### Some records
********

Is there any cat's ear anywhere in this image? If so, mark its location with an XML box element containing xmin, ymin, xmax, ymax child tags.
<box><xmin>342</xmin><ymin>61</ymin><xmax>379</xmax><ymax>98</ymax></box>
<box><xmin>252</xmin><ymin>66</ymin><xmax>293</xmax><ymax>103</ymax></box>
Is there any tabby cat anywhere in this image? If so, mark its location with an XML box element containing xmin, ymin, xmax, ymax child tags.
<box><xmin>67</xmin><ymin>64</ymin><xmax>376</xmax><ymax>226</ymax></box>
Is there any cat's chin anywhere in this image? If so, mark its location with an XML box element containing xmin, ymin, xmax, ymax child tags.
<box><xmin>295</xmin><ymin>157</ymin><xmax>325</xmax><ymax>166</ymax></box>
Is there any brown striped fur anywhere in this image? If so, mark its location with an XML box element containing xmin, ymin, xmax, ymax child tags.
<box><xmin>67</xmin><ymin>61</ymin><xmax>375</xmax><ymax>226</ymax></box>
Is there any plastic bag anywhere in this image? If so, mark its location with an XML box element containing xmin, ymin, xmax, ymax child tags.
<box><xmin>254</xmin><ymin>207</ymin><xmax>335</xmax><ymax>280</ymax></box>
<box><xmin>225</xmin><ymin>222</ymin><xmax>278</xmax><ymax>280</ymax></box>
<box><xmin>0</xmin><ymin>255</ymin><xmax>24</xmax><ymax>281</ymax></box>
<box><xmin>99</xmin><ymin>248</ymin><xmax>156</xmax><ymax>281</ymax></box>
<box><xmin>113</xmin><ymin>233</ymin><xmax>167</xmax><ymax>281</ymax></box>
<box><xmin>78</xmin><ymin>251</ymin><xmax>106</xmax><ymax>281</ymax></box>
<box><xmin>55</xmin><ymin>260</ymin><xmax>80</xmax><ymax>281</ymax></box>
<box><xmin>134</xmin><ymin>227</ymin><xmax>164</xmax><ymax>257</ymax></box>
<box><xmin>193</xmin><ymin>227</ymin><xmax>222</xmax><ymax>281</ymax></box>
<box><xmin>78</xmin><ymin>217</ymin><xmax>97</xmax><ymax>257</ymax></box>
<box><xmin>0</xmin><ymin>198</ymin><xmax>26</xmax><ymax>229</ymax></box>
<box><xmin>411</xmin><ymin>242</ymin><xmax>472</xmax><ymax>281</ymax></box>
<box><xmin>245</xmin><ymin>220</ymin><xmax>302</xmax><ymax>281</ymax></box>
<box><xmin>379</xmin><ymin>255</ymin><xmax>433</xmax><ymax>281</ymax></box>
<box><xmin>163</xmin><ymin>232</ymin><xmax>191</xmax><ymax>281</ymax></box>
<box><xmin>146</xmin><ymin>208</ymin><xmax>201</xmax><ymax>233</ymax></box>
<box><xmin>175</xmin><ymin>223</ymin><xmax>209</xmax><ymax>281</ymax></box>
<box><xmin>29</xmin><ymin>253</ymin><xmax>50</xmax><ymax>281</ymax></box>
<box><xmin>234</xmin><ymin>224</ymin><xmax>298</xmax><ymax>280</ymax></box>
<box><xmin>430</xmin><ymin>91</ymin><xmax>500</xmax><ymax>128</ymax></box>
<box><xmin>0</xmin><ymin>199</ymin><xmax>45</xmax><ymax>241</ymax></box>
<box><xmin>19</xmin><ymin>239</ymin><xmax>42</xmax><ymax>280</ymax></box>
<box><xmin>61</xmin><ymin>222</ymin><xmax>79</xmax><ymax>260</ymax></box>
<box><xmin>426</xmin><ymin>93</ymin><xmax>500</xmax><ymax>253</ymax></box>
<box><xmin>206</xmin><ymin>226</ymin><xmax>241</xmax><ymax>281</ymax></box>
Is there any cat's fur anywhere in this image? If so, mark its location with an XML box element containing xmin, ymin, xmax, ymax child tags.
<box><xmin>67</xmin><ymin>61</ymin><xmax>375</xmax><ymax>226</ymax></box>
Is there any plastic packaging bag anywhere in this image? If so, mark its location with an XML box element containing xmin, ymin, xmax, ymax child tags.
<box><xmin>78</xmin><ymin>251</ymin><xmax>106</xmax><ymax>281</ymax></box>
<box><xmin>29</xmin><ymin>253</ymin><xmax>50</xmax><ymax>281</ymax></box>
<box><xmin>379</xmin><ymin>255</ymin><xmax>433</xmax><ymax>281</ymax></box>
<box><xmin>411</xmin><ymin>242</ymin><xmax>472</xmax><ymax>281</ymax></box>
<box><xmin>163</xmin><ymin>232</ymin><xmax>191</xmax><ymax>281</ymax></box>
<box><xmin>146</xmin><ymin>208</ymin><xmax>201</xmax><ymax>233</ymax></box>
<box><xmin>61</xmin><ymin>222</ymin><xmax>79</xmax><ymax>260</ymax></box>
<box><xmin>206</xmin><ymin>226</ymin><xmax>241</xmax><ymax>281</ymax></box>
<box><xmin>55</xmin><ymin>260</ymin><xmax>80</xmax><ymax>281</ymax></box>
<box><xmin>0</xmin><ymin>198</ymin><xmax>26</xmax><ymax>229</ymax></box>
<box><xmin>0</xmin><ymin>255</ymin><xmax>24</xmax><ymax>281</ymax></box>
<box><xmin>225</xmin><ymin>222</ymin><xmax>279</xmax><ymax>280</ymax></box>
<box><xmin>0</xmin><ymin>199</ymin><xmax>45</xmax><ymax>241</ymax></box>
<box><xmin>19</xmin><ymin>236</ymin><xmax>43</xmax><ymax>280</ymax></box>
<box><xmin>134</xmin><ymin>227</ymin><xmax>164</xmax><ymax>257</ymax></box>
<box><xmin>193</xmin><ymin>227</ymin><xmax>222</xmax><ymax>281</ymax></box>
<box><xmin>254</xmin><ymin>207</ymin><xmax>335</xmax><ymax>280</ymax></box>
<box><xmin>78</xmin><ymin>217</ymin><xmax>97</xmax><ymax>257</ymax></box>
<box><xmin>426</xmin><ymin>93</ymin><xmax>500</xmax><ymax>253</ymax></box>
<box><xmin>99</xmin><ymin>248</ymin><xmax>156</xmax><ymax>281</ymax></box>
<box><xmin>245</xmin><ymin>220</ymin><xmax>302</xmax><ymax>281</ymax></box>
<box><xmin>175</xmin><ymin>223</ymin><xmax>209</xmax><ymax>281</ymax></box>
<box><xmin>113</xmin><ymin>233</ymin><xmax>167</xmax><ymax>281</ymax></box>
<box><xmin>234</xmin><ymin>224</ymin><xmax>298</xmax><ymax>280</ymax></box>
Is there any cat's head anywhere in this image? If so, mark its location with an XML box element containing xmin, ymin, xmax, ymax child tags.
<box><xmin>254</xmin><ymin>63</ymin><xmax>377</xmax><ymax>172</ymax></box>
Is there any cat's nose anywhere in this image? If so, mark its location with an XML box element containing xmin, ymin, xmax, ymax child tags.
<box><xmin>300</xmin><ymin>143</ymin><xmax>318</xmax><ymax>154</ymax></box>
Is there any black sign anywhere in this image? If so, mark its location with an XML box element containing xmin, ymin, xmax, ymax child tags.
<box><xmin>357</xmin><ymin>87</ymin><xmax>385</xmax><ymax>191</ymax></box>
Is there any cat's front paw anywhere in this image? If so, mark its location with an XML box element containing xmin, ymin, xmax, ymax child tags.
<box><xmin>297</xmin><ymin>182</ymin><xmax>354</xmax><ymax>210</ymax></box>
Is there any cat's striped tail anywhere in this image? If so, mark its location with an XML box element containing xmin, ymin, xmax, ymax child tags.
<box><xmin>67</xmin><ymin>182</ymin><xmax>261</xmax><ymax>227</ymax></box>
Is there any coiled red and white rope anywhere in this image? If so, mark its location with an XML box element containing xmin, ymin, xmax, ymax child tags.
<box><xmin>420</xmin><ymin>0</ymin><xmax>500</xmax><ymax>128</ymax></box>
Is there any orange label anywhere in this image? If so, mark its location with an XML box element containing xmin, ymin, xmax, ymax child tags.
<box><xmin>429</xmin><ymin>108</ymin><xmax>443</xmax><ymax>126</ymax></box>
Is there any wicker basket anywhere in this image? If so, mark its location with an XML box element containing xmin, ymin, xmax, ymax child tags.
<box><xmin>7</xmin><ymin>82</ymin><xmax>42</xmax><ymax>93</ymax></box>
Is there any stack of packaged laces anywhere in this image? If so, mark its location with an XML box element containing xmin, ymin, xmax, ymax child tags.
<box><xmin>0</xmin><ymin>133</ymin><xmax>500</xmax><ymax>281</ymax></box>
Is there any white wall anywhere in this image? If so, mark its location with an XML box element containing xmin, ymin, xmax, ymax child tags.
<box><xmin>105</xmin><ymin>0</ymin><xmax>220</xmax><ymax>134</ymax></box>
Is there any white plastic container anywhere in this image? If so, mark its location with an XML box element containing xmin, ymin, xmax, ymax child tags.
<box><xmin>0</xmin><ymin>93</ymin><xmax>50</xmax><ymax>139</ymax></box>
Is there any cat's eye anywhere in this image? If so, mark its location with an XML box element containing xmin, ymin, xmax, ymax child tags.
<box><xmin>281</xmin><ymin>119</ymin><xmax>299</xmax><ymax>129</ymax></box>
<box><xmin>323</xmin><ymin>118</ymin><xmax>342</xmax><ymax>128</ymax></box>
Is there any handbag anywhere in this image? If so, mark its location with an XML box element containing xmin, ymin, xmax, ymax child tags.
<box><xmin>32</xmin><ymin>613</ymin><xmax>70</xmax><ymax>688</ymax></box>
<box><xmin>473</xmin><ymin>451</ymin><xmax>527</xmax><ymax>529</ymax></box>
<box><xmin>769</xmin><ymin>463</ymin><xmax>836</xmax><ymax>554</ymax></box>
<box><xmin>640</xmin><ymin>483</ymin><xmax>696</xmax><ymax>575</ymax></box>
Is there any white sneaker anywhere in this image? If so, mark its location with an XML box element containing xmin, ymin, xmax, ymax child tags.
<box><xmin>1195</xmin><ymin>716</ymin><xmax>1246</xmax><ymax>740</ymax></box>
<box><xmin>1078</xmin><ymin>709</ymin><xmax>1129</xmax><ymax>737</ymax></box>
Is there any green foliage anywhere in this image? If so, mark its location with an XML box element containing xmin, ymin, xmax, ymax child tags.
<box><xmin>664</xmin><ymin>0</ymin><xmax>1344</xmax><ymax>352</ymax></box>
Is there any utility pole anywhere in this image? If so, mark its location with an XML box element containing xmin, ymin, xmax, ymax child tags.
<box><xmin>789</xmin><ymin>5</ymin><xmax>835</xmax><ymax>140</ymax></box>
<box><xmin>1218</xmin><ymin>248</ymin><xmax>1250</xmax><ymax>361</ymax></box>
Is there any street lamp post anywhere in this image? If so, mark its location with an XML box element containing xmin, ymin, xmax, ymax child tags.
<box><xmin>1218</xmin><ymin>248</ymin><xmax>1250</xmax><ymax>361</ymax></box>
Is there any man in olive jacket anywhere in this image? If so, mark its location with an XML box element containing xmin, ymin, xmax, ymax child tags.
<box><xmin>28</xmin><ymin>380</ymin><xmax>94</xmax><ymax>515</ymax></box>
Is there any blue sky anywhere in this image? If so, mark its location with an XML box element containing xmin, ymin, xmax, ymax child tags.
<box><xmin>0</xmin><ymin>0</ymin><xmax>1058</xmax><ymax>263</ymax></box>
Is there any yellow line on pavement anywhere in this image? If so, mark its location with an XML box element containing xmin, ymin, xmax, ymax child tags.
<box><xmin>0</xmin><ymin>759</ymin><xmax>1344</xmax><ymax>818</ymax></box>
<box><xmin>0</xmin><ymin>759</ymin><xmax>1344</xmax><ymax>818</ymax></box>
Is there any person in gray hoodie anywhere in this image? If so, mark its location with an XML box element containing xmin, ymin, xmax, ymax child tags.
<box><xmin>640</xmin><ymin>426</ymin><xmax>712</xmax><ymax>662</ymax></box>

********

### WHAT YOU HAVE TO DO
Begin with the line that contains "Is there any green" and set down each line exactly until the records above end, including the final line.

### TASK RESPONSE
Is there any green foliage anywhere in this image? If so, mark its location with an XML box element containing xmin, ymin, xmax, ymax child tags.
<box><xmin>664</xmin><ymin>0</ymin><xmax>1344</xmax><ymax>352</ymax></box>
Is there any utility pole anywhere in this image? If so, mark its location with an XML box element containing xmin, ymin, xmax, ymax child tags.
<box><xmin>789</xmin><ymin>5</ymin><xmax>835</xmax><ymax>140</ymax></box>
<box><xmin>1218</xmin><ymin>248</ymin><xmax>1250</xmax><ymax>361</ymax></box>
Is there any street lamp post anywhere in this image? If so, mark its location with an XML box element containing xmin, ymin, xmax, ymax child tags.
<box><xmin>1218</xmin><ymin>248</ymin><xmax>1250</xmax><ymax>361</ymax></box>
Is there any man in olive jacket anywhere in this image? If so, mark its location with an XML box element containing xmin, ymin, xmax, ymax child tags.
<box><xmin>28</xmin><ymin>380</ymin><xmax>94</xmax><ymax>515</ymax></box>
Is there any blue sky anywhere in this image? If so, mark its location with an XML box element containing xmin, ymin, xmax, ymax child tags.
<box><xmin>0</xmin><ymin>0</ymin><xmax>1058</xmax><ymax>263</ymax></box>
Is there any yellow line on pavement anywhere in this image? If so, mark its location with an XML box element containing xmin, ymin, xmax, ymax child tags.
<box><xmin>0</xmin><ymin>759</ymin><xmax>1344</xmax><ymax>818</ymax></box>
<box><xmin>0</xmin><ymin>759</ymin><xmax>1344</xmax><ymax>818</ymax></box>
Is there any person in gray hoodie anywhere in this image? If so, mark its location with an XML box element containing xmin, ymin, xmax, ymax child tags.
<box><xmin>640</xmin><ymin>426</ymin><xmax>712</xmax><ymax>662</ymax></box>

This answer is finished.